## Available data
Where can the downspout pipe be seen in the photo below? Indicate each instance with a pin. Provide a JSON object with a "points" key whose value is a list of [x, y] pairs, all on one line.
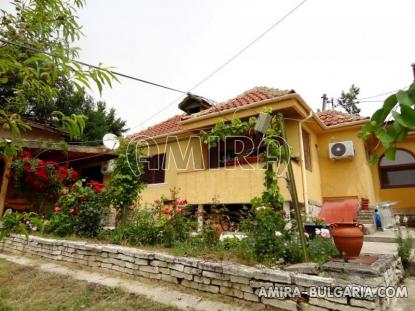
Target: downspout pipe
{"points": [[303, 169]]}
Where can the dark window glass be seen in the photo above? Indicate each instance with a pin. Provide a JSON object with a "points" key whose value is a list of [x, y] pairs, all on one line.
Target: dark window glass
{"points": [[399, 172], [307, 150], [154, 169]]}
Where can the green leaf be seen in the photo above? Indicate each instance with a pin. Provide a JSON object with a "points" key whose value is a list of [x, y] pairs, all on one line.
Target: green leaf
{"points": [[404, 99], [390, 153], [384, 137], [408, 115]]}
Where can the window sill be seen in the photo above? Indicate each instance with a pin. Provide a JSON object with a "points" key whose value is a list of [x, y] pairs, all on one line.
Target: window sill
{"points": [[156, 185]]}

## Exercise description
Output, line for line and exactly, the records above from their first line through the one with "Where can the green", both ends included, but no pictures.

## Output below
Where can the downspout pipe be seen in the photo below? Indicate each instance with a pin. Provide a JSON object with a "points" key whose value is a list of [x, y] pairs, all on one line.
Target: downspout pipe
{"points": [[303, 169]]}
Where can the dark window glass be seen in the photo above? Indicate each instance with a pin. Provide a JSON object with a "points" key whose value is a list of [x, y] pairs, all on one line.
Target: dark window glass
{"points": [[399, 172], [307, 150], [154, 169]]}
Where can the green leaf be seen in the photo above? Indicate each instance with a pin. Provide a JSON object with a "points" key whose value is a list of [x, y] pairs, all on one line.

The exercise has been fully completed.